Below are some records; output all of them exactly.

-- INFORMATION SHOWN follows --

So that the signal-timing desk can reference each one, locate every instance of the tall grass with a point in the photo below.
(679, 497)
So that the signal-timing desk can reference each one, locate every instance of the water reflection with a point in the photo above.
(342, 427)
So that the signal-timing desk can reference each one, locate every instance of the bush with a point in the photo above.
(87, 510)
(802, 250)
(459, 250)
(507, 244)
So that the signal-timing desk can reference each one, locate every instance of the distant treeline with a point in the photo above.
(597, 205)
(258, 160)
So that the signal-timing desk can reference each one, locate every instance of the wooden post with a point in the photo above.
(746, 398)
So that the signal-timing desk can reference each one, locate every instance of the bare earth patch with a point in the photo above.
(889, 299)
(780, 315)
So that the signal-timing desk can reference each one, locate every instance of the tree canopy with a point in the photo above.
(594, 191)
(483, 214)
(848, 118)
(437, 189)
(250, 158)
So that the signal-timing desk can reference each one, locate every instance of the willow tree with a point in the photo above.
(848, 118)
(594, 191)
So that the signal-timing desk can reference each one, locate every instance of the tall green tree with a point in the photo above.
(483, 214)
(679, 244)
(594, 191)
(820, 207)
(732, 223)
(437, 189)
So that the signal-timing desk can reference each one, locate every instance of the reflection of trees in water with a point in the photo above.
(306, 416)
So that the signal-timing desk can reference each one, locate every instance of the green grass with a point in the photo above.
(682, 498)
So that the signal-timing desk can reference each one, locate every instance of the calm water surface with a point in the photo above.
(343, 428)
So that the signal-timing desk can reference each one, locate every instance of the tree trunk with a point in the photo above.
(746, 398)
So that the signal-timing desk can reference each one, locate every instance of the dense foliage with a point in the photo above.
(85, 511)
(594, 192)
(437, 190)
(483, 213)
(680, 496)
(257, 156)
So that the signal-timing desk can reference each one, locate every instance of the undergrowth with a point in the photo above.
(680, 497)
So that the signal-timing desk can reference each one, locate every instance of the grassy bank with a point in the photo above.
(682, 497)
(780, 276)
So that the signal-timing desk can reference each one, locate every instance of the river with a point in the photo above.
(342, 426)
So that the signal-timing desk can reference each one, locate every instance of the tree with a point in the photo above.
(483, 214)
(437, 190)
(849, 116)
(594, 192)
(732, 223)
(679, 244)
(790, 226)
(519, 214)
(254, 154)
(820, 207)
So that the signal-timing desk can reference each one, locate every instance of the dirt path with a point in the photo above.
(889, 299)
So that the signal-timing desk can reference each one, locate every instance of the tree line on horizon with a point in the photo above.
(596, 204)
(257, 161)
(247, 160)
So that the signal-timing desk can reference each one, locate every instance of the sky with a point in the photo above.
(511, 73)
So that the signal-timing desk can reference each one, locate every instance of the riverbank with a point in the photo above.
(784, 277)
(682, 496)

-- INFORMATION SHOWN concluded --

- [WRITTEN RESPONSE]
So that the signal-timing desk can reference each one, locate every instance of the tall grass with a point in the photo below.
(679, 497)
So that the signal-timing desk can reference each one, locate every instance of the water reflection with a point in the photo above.
(342, 427)
So that the signal-timing desk can reference each one, locate every instance of the bush with a point in the photo above.
(87, 510)
(802, 250)
(459, 250)
(507, 244)
So that the signal-timing desk can reference each one, locate every instance of the distant treeline with a point in the photo above.
(597, 205)
(258, 160)
So that the signal-timing desk can reference each one, locate every instance of the wooden post with a point in the photo above.
(746, 398)
So that the signal-timing desk can reference each one, locate every instance of the bare earth patch with a point in the photo above.
(889, 299)
(780, 315)
So that the signal-timing desk can reference each one, locate every instance of the tree canopy with a point in the photo above.
(594, 191)
(483, 214)
(848, 118)
(437, 189)
(250, 158)
So that the signal-timing desk can reference each one, locate every instance of the willow tree with a point in the photo above.
(848, 118)
(594, 191)
So that the signal-timing desk can reference each one, locate every instance of the tall green tree with a point in the photo above.
(483, 214)
(679, 244)
(594, 191)
(820, 207)
(732, 223)
(437, 189)
So that the signal-timing desk can reference each one, locate every instance of the reflection of trees in water with a point in the photo above.
(306, 416)
So that the signal-timing desk can reference each one, locate every instance of the green grass with a point in the photo above.
(682, 498)
So that the signal-timing desk can reference each one, locate every instance of the calm water surface with a point in the photo above.
(343, 428)
So that the signal-timing desk can reference each one, locate every instance of the tree trunk with a point in the photo above.
(746, 398)
So that the signal-timing desk can reference each one, locate every instance of the dense foliage with a point in the photo above.
(85, 511)
(594, 192)
(437, 190)
(483, 213)
(680, 496)
(257, 156)
So that the signal-timing desk can reference each one, locate every instance of the undergrowth with a point in the photo above.
(680, 497)
So that the signal-timing desk can reference each one, locate every instance of the grassy bank with a point in the photo above.
(682, 497)
(780, 276)
So that the signal-timing desk can reference each one, locate every instance of the river with a point in the photo above.
(342, 426)
So that the signal-timing desk can reference each one, locate every instance of the tree with a point in the photo above.
(483, 214)
(437, 190)
(849, 116)
(594, 192)
(732, 223)
(679, 244)
(790, 226)
(519, 214)
(254, 154)
(820, 207)
So that the signal-timing desk can reference each one, locate every instance of the dirt path with a point in the photo above.
(889, 299)
So that the signal-timing desk can reference each one, locate every instance of the tree line on horizon with a point in the photo above.
(596, 204)
(257, 161)
(247, 160)
So that the signal-timing desk can reference each one, locate every instance of the sky with a point in the photo above.
(511, 73)
So that the signal-timing desk can reference each one, locate every instance of the riverbank with a point in the photo above.
(784, 277)
(682, 496)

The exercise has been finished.